What to produce.
Answer these questions about the letter on vaccine passports:
(a) On which weekend did the premier begin introducing Albertans to the idea of a passport system?
(b) Which province is said to be dismantling its covid field hospital?
(c) What would the young woman in Alberta like to be able to continue?

Given text.
━━━
The primary means now being deployed to coerce vaccination, besides unjust dismissal, is the passport system. It is quite obvious that the whole exercise has had this system as its primary goal. That is why it has been pedal to the metal and the wheel hard left on this dizzying drive.

On the Labour Day weekend you began introducing Albertans to the idea of a QR-coded society and a passport system. You are, I fear, being quite disingenuous by suggesting that it will be a voluntary convenience. You are not leading Alberta down any other path than the one being taken by our prime minister and by the premiers of Ontario and Quebec. Let Albertans query you very carefully on that! But I too have some questions for you.

In your province, as in B.C., a few deranged or hateful people have responded to misinformation about the residential schools by burning churches. To your credit, you have called that out as a completely unacceptable response. Yet you yourself have threatened to come after the unvaccinated, in as yet unspecified ways.

You have already defaced dissenting churches with fences and locks. You are standing by while people lose their liberties and livelihoods. When the scapegoating gets out of hand, when people start vandalizing or burning the homes or churches of the unvaccinated, will you accept any responsibility for that?

Or when it becomes more acceptable to force good citizens into bankruptcy or into quarantine camps, as they are preparing to do in Australia and here in Canada as well, will you follow suit? Ontario is just dismantling its covid field hospital without ever treating a single patient there. Even as it does so, it begins building quarantine camps? Something tells me the latter will not long remain unoccupied.

Pandemics, through which many of us have lived before, are not the reason but only the excuse for the growing tyranny in the West. We are already weary of this tyranny. We would like to have a hand in shaping solutions to the problems that technocrats think they alone should solve. We would like to be at liberty to get on with our lives as we see fit. We wish to be free.

To illustrate, I had a letter the other day from a young woman in Alberta who would like to be able to continue her college education without invasive questions about her medical decisions, demands for perpetual medical tests, acts of shunning, fees being extorted for activities in which she will not be allowed to participate, shaming from her premier – and now complete exclusion for non-conformity.
━━━
Saved entries.

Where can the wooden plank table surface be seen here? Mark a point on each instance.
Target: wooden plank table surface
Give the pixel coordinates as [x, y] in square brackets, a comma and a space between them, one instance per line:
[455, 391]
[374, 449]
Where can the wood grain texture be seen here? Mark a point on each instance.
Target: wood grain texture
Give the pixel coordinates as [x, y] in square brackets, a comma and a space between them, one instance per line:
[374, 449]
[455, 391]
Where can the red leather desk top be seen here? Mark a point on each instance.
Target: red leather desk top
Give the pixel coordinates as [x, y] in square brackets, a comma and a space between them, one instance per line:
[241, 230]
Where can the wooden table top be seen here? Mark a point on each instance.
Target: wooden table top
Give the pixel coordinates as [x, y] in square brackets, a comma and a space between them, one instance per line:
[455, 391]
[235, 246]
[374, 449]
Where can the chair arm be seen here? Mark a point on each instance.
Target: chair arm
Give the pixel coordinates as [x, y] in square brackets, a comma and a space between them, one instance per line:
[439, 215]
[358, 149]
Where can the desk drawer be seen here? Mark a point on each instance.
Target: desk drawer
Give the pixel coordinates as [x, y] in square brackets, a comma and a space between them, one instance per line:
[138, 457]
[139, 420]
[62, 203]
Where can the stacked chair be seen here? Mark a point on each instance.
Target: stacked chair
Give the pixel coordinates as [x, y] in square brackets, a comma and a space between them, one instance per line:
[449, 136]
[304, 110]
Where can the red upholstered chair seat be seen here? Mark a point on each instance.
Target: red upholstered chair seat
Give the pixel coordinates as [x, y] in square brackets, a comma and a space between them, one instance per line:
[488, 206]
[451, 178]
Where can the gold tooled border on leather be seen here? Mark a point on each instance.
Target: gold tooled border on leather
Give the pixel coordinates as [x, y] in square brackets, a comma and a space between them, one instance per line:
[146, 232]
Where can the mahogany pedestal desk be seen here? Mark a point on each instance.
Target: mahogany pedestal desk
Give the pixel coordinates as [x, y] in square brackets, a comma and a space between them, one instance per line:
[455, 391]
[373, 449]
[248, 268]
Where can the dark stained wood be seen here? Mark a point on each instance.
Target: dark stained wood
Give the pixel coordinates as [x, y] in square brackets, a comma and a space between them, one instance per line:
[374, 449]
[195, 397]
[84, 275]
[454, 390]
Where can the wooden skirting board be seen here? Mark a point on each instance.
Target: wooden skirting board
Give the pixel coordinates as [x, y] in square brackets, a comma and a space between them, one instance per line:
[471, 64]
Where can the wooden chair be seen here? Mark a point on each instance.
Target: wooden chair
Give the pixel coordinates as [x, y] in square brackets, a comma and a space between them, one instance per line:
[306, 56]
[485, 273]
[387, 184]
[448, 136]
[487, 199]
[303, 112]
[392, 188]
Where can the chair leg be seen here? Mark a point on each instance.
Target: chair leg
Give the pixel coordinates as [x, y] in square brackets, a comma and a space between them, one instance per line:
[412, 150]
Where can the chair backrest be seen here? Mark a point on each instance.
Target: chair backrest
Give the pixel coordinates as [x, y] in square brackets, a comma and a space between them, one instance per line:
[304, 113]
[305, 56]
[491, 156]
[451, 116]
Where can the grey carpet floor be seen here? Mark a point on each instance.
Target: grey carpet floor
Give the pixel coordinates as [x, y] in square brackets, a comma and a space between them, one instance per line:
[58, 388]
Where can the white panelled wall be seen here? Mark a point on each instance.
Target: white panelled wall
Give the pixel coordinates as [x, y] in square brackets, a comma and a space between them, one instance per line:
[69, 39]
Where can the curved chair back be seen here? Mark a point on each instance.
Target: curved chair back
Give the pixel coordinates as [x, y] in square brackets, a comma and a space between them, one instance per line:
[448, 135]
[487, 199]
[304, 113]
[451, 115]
━━━
The answer.
(a) The Labour Day weekend.
(b) Ontario.
(c) Her college education.